[READING TEXT]
What are section multipliers?
Section multipliers are ideal for repetitive layouts such as hotel rooms, student accommodation, or identical house types. Instead of creating and pricing each instance separately, you price a single instance and let the software multiply all quantities and costs automatically.
For example, if you have 20 identical room type A units, you only need to take off one room and apply a multiplier of 20. The software handles the rest — your tender documents show the full quantities and costs across all 20 units.
Applying a multiplier to all subsections
To apply the same multiplier to every subsection within a parent folder:
- 1
Right-click the parent folder (e.g. "Room Type A") and select Subsection Multiplier.
- 2
Enter the number of repeats (e.g. 20 for twenty identical rooms) and press Confirm.
The multiplier is applied to all subsections within that folder in a single action. This is faster than setting each subsection individually when they all share the same repeat count.
Applying a multiplier to individual subsections
You can also set multipliers on individual subsections using the multiplier field at the end of each section line. Click the field next to the section name and type the number of repeats. This is useful when different subsections within the same parent have different repeat counts.
For example, under a "Room Type A" parent folder, you might set the lighting subsection to a multiplier of 20 but the containment subsection to a multiplier of 17 if three rooms have a different containment arrangement.
[/READING TEXT]
THINGS TO DO:
A. Answer these questions about the section multipliers text:
(i) How many rooms do you need to take off if you have 20 identical room type A units?
(ii) Which option do you select after right-clicking the parent folder?
(iii) In the "Room Type A" example, what multiplier might the containment subsection get?
B. Continue the section multipliers text from where it stops.
[DATASET EXTRACT]
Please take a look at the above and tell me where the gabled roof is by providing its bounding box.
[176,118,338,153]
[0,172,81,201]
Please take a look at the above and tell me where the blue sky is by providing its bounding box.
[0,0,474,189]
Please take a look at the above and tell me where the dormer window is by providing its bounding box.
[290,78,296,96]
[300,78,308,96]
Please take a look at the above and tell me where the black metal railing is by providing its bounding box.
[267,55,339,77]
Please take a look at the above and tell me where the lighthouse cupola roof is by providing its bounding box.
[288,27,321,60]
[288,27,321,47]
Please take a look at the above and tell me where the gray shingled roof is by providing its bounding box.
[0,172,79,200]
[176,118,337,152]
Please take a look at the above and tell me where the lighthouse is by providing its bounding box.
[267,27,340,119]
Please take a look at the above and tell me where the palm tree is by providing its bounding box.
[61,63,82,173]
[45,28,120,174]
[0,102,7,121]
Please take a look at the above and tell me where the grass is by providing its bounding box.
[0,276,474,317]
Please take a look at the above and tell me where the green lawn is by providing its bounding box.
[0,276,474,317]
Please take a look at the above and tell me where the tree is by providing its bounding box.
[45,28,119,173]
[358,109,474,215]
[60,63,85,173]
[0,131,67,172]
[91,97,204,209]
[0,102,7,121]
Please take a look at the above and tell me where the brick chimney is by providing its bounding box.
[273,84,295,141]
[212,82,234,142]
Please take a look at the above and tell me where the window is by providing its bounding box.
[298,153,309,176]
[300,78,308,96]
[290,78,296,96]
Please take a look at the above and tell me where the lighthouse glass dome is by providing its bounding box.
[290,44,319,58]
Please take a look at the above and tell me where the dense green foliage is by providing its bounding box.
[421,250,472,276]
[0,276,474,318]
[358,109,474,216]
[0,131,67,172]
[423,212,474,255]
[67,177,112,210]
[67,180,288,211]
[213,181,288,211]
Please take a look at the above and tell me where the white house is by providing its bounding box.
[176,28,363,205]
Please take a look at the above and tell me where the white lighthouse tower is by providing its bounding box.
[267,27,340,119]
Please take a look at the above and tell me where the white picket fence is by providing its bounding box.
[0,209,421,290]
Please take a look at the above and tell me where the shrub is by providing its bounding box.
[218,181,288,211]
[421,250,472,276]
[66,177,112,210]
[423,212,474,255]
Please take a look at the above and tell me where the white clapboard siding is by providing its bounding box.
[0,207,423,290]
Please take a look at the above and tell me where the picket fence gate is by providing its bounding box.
[/DATASET EXTRACT]
ANSWERS FOR THIS EXERCISE:
A.
(i) One room.
(ii) Subsection Multiplier.
(iii) 17.

B.
How multipliers affect your estimate
When a multiplier is set:
- Quantities on the takeoff screen remain as entered for a single instance. The multiplication is applied at the calculation stage.
- Costs on the summary table reflect the multiplied totals.
- Tender documents (tender summary and schedule of rates) display the multiplied quantities and subtotals, giving your client a clear breakdown per room type alongside the total.
Be careful with lump-sum items in multiplied sections. If you place a single lump-sum subcontract quotation (e.g. a lighting package covering all 20 rooms) into a section with a multiplier of 20, the system will multiply that quotation by 20. Either set the multiplier to 1 for that entry, enter the quotation on a per-unit basis, or place lump-sum items in a separate non-multiplied section.
Multipliers are one of the biggest time-saving features for residential and hospitality projects. Price one instance carefully, apply the multiplier, and the software handles the repetition — keeping your estimate accurate and consistent.